## The records
☆ ☆ ☆ ☆ ☆ ☆ ☆
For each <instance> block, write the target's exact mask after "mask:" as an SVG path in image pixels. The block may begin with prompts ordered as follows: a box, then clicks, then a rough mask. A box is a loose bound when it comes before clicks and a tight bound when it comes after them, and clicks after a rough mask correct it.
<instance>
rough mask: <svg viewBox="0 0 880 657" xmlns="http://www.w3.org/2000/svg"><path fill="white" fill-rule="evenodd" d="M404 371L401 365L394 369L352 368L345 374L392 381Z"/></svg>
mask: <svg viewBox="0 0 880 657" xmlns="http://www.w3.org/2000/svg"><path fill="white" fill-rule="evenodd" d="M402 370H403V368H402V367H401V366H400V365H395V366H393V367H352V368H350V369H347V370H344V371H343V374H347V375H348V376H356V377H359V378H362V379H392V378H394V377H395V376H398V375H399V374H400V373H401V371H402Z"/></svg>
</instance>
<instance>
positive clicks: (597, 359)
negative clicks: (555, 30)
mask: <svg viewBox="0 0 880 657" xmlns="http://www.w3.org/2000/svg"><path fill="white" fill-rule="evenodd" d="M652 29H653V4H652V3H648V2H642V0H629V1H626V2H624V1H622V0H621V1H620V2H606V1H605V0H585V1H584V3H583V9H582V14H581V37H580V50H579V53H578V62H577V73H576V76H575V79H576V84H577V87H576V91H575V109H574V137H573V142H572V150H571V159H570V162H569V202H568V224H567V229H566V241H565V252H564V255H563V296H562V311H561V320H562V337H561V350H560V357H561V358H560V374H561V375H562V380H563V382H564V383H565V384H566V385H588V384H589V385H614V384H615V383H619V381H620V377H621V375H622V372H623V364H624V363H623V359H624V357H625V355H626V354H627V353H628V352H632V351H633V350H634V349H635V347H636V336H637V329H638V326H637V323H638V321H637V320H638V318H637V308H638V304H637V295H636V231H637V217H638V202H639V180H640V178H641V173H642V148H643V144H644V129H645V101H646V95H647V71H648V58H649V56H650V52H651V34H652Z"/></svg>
☆ ☆ ☆ ☆ ☆ ☆ ☆
Rewrite the records above as a numbered list with one line per item, leaving out blank lines.

## Answer for the task
1. For each <instance> block, write the target's exact mask after "mask:" as an SVG path in image pixels. The block may begin with prompts ordered as follows: a box, then clicks, then a rough mask. A box is a loose bound when it comes before clicks and a tight bound when it comes after them, and clicks after a rough mask correct it.
2. <instance>
3. rough mask: <svg viewBox="0 0 880 657" xmlns="http://www.w3.org/2000/svg"><path fill="white" fill-rule="evenodd" d="M404 371L401 365L394 369L352 368L345 374L392 381Z"/></svg>
4. mask: <svg viewBox="0 0 880 657" xmlns="http://www.w3.org/2000/svg"><path fill="white" fill-rule="evenodd" d="M402 370H403V368H402V367H401V366H400V365H395V366H393V367H352V368H350V369H347V370H344V371H343V374H347V375H348V376H356V377H359V378H362V379H392V378H394V377H395V376H398V375H399V374H400V373H401V371H402Z"/></svg>
5. </instance>
6. <instance>
7. positive clicks: (597, 359)
8. negative clicks: (555, 30)
9. mask: <svg viewBox="0 0 880 657" xmlns="http://www.w3.org/2000/svg"><path fill="white" fill-rule="evenodd" d="M652 29H653V4H652V3H648V2H642V0H629V1H626V2H624V1H622V0H621V1H620V2H606V1H605V0H585V1H584V3H583V9H582V14H581V37H580V50H579V53H578V62H577V73H576V76H575V79H576V84H577V87H576V91H575V109H574V137H573V142H572V150H571V159H570V162H569V202H568V224H567V229H566V241H565V252H564V255H563V296H562V311H561V320H562V337H561V350H560V357H561V358H560V374H561V375H562V380H563V382H564V383H565V384H566V385H588V384H589V385H614V384H615V383H619V381H620V377H621V375H622V372H623V364H624V363H623V359H624V357H625V355H626V354H627V353H628V352H632V351H633V350H634V349H635V347H636V336H637V329H638V326H637V323H638V321H637V320H638V318H637V308H638V304H637V295H636V231H637V217H638V202H639V180H640V178H641V173H642V148H643V144H644V129H645V101H646V95H647V71H648V58H649V56H650V52H651V34H652Z"/></svg>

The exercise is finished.